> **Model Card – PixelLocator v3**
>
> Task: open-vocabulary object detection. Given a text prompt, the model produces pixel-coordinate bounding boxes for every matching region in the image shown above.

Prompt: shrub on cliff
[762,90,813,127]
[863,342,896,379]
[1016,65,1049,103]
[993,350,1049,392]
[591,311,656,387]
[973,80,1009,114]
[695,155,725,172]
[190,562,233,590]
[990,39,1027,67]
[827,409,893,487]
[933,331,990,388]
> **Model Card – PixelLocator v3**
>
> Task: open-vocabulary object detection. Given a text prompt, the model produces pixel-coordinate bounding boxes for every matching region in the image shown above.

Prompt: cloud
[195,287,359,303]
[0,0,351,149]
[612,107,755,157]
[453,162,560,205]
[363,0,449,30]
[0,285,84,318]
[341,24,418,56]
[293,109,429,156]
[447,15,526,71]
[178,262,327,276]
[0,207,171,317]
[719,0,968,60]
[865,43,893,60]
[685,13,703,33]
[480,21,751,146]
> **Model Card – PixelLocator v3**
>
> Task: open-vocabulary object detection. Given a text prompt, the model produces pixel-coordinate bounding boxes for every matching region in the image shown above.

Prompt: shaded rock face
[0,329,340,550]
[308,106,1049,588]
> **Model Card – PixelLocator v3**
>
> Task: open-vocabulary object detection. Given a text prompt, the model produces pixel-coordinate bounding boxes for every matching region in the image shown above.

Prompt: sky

┄┄┄┄┄┄┄┄┄┄

Rewrite all of the records above as a JSON list of strings, one string per line, omitting blank lines.

[
  "> **Model Card – PixelLocator v3**",
  ">",
  "> Task: open-vocabulary object detection. Given a text prompt, the model produces pixel-coordinate bounding boxes for every matching region in the image shown above.",
  "Prompt: shrub on cliff",
  "[762,90,813,127]",
  "[863,342,896,379]",
  "[1016,65,1049,103]",
  "[993,350,1049,392]",
  "[591,311,656,387]",
  "[973,80,1009,114]",
  "[695,155,725,172]",
  "[190,562,233,590]",
  "[990,39,1027,67]",
  "[827,409,893,487]",
  "[933,331,990,388]",
  "> **Model Card – PixelLocator v3**",
  ">",
  "> Task: open-vocabulary object detection. Given a text prompt, the model produces pixel-coordinate bounding boxes for every matching region in the image shown above.",
  "Prompt: cloud",
  "[195,287,359,303]",
  "[0,0,351,149]",
  "[612,107,755,157]",
  "[453,162,560,205]",
  "[363,0,449,30]",
  "[0,285,84,318]",
  "[341,24,418,56]",
  "[293,109,429,156]",
  "[447,15,526,71]",
  "[178,262,327,276]",
  "[0,207,171,317]",
  "[719,0,968,60]",
  "[865,43,893,60]",
  "[685,13,703,33]",
  "[480,21,751,146]",
  "> **Model Card – PixelLocator v3**",
  ">",
  "> Task: open-vocabulary object detection. Given a text prompt, the model produces pixel-coordinate bounding boxes for every matching region in the image shown above.",
  "Prompt: shaded rock face",
  "[0,329,340,550]",
  "[308,106,1049,588]",
  "> **Model Card – PixelLocator v3**",
  ">",
  "> Task: open-vocabulary object detection. Given a text prompt, the model produces pixel-coordinate bounding boxes for every matching region in the image shown above.",
  "Prompt: sky"
]